--- BEGIN ARTICLE ---

ALIGN(RT_ALIGN_SIZE)
static char thread1_stack[1024];
static struct rt_thread thread1;

/* Thread 1 entry */
static void thread1_entry(void *parameter)
{
    char *str;

    while (1)
    {
        rt_kprintf("thread1: try to recv a mail\n");

        /* Receive mail from the mailbox */
        if (rt_mb_recv(&mb, (rt_uint32_t *)&str, RT_WAITING_FOREVER) == RT_EOK)
        {
            rt_kprintf("thread1: get a mail from mailbox, the content:%s\n", str);
            if(!strcmp(str, mb_str3))
                break;

            /* Delay 100ms */
            rt_thread_mdelay(100);
        }
    }
    /* Executing the mailbox object detachment */
    rt_mb_detach(&mb);
}

ALIGN(RT_ALIGN_SIZE)
static char thread2_stack[1024];
static struct rt_thread thread2;

/* Thread 2 entry*/
static void thread2_entry(void *parameter)
{
    rt_uint8_t count;

    count = 0;
    while (count < 10)
    {
        count ++;
        if (count & 0x1)
        {
            /* Send the mb_str1 address to the mailbox */
            rt_mb_send(&mb, (rt_uint32_t)&mb_str1);
        }
        else
        {
            /* Send the mb_str2 address to the mailbox */
            rt_mb_send(&mb, (rt_uint32_t)&mb_str2);
        }

        /* Delay 200ms */
        rt_thread_mdelay(200);
    }

    /* Send mail to inform thread 1 that thread 2 has finished running */
    rt_mb_send(&mb, (rt_uint32_t)&mb_str3);
}

int mailbox_sample(void)

--- END ARTICLE ---

Copy out the mailbox sample code above in full, character for character.

--- BEGIN RECORDED DATA ---

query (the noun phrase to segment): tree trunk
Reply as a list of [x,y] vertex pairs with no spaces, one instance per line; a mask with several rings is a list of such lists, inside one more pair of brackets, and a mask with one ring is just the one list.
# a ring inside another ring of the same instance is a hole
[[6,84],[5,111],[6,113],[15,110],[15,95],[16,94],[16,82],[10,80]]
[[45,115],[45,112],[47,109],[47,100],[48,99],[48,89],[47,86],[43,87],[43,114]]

--- END RECORDED DATA ---

--- OUTPUT BELOW ---
ALIGN(RT_ALIGN_SIZE)
static char thread1_stack[1024];
static struct rt_thread thread1;

/* Thread 1 entry */
static void thread1_entry(void *parameter)
{
    char *str;

    while (1)
    {
        rt_kprintf("thread1: try to recv a mail\n");

        /* Receive mail from the mailbox */
        if (rt_mb_recv(&mb, (rt_uint32_t *)&str, RT_WAITING_FOREVER) == RT_EOK)
        {
            rt_kprintf("thread1: get a mail from mailbox, the content:%s\n", str);
            if(!strcmp(str, mb_str3))
                break;

            /* Delay 100ms */
            rt_thread_mdelay(100);
        }
    }
    /* Executing the mailbox object detachment */
    rt_mb_detach(&mb);
}

ALIGN(RT_ALIGN_SIZE)
static char thread2_stack[1024];
static struct rt_thread thread2;

/* Thread 2 entry*/
static void thread2_entry(void *parameter)
{
    rt_uint8_t count;

    count = 0;
    while (count < 10)
    {
        count ++;
        if (count & 0x1)
        {
            /* Send the mb_str1 address to the mailbox */
            rt_mb_send(&mb, (rt_uint32_t)&mb_str1);
        }
        else
        {
            /* Send the mb_str2 address to the mailbox */
            rt_mb_send(&mb, (rt_uint32_t)&mb_str2);
        }

        /* Delay 200ms */
        rt_thread_mdelay(200);
    }

    /* Send mail to inform thread 1 that thread 2 has finished running */
    rt_mb_send(&mb, (rt_uint32_t)&mb_str3);
}

int mailbox_sample(void)